■ Goal: Gather each line of the rows below that contains the word "stone". Letter case must match.

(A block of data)
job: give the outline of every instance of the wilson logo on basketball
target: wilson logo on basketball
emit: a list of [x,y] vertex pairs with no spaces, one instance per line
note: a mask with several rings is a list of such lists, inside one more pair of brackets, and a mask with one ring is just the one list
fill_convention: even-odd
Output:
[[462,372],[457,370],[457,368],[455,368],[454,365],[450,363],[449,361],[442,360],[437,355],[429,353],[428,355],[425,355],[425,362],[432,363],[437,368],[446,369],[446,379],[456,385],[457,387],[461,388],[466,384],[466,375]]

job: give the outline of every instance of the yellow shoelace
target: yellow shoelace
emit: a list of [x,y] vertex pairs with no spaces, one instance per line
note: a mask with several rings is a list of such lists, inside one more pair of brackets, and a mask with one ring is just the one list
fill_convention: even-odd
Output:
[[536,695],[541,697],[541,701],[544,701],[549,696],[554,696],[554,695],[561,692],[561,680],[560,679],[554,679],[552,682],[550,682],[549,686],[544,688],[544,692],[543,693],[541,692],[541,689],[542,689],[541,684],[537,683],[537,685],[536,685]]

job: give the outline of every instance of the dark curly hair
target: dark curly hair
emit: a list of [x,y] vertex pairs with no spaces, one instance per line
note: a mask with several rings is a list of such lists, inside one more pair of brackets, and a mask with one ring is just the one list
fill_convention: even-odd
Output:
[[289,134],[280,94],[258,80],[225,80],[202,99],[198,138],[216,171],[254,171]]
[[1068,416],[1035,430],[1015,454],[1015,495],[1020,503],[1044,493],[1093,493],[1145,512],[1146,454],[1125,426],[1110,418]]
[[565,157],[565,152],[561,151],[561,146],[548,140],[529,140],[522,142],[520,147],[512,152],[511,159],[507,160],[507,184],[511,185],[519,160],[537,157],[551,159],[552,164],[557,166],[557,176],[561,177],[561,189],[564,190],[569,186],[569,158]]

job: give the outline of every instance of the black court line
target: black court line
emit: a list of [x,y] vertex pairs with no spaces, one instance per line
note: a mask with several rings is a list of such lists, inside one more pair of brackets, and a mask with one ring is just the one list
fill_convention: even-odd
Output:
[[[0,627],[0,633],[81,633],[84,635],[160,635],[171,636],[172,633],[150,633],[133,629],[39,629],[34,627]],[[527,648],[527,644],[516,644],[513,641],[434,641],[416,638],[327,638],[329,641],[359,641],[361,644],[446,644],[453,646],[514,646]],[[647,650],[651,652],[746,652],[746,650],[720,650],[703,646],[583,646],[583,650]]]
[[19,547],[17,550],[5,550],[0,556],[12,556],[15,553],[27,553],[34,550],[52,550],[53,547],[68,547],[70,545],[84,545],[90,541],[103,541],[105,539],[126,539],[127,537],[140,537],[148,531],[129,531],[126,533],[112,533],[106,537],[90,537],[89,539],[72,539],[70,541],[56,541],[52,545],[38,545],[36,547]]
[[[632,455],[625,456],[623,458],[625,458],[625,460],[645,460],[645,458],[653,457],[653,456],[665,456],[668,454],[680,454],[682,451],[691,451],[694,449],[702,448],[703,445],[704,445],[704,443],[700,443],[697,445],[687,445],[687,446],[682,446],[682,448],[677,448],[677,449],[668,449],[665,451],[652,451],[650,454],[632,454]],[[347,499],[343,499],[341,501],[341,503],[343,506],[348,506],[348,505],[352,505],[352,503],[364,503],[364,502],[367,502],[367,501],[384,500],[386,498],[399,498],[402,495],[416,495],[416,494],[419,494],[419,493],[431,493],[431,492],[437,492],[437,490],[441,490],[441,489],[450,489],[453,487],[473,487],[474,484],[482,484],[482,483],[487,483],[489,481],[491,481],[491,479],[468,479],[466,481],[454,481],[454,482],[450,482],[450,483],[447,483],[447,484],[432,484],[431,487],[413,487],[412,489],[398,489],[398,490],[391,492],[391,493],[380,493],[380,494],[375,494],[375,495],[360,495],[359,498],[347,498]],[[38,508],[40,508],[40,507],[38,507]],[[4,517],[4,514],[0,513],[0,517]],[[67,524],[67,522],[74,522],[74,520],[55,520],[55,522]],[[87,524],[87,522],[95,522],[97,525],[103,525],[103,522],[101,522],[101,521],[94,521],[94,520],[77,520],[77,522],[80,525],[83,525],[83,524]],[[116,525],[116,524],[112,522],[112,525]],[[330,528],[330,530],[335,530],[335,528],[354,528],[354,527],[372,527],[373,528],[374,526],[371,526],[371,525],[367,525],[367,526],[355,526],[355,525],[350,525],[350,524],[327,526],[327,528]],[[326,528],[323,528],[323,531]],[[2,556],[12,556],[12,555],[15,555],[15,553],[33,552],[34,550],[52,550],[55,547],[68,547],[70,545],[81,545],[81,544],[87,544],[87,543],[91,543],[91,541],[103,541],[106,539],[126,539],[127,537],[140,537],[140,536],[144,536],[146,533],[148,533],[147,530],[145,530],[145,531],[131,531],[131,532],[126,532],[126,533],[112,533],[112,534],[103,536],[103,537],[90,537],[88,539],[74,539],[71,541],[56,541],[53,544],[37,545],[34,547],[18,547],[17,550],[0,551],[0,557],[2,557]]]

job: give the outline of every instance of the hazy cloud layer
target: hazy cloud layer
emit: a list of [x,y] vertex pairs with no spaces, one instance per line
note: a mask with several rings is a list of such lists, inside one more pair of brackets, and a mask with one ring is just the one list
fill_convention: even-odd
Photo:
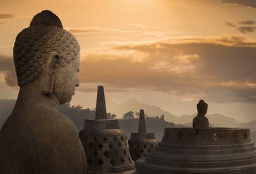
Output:
[[239,4],[256,8],[256,1],[255,0],[222,0],[222,1],[223,4]]
[[236,27],[236,25],[232,22],[225,22],[225,25],[229,27]]
[[72,34],[98,32],[98,30],[96,30],[96,29],[70,29],[68,31]]
[[232,36],[124,44],[113,53],[88,53],[79,77],[81,83],[103,83],[116,91],[152,90],[215,102],[255,102],[255,46]]
[[238,25],[241,25],[236,26],[233,22],[225,22],[225,25],[226,26],[229,26],[231,27],[234,27],[243,34],[248,34],[248,33],[252,33],[252,32],[255,32],[256,27],[253,26],[253,25],[255,25],[256,23],[255,21],[245,20],[245,21],[238,22]]

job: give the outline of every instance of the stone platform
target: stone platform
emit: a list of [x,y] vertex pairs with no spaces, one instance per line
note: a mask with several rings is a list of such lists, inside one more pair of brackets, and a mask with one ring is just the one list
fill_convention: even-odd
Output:
[[254,174],[255,149],[246,128],[167,128],[155,150],[136,161],[136,173]]

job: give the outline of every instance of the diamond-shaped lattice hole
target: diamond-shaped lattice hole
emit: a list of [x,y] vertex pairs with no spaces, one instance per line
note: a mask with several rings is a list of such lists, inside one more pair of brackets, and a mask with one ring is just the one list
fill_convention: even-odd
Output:
[[101,149],[103,147],[103,145],[101,145],[101,144],[99,144],[98,145],[98,147],[100,147],[101,148]]
[[103,154],[105,155],[105,157],[108,157],[109,153],[108,152],[108,151],[105,151]]
[[104,161],[101,159],[98,159],[98,163],[102,166],[102,164],[103,164]]
[[216,131],[215,133],[213,135],[213,140],[215,140],[215,141],[218,140],[220,138],[219,133]]
[[117,152],[117,151],[115,151],[114,154],[115,154],[115,156],[118,156],[118,154],[119,154],[119,153],[118,153],[118,152]]
[[121,158],[121,162],[122,162],[122,163],[124,163],[125,160],[124,159],[124,158]]
[[112,159],[111,160],[110,160],[110,163],[112,164],[112,165],[115,165],[115,160],[113,159]]

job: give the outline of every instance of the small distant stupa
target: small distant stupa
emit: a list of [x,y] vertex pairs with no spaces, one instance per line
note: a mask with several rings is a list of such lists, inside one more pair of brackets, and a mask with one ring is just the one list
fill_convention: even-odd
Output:
[[117,119],[108,119],[103,86],[98,86],[95,119],[86,119],[79,133],[87,154],[88,173],[132,173],[127,136]]
[[143,109],[139,112],[138,133],[132,133],[131,139],[128,142],[132,158],[134,161],[141,157],[145,157],[158,145],[154,133],[146,131]]
[[207,108],[200,100],[193,128],[166,128],[155,149],[136,160],[136,173],[256,173],[256,147],[250,129],[209,128],[203,117]]

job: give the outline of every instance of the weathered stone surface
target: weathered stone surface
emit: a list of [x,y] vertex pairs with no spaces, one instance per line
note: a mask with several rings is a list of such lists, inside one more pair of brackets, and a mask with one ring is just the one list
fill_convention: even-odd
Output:
[[197,105],[198,115],[193,119],[193,128],[196,129],[209,128],[209,121],[205,116],[208,105],[201,100]]
[[[198,114],[206,114],[203,105]],[[246,128],[166,128],[155,150],[136,160],[135,173],[256,173],[256,147],[250,135]]]
[[134,173],[127,136],[119,129],[118,120],[107,119],[103,86],[98,87],[96,112],[96,119],[86,119],[79,133],[87,154],[88,173]]
[[158,145],[153,133],[146,133],[144,110],[140,110],[138,133],[132,133],[129,146],[132,159],[135,161],[145,157]]
[[20,88],[0,131],[0,173],[87,173],[77,130],[59,109],[79,85],[77,40],[44,11],[18,34],[13,58]]

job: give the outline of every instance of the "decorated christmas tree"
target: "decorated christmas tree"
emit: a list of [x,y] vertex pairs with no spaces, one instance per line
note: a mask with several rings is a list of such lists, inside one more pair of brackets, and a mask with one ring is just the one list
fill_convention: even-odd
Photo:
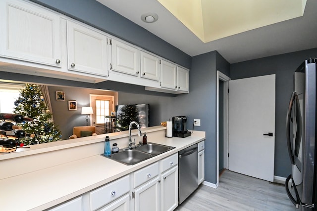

■ Output:
job: give the outline of every instance of the stone platform
target: stone platform
job: give the outline of every instance of the weathered stone surface
target: weathered stone surface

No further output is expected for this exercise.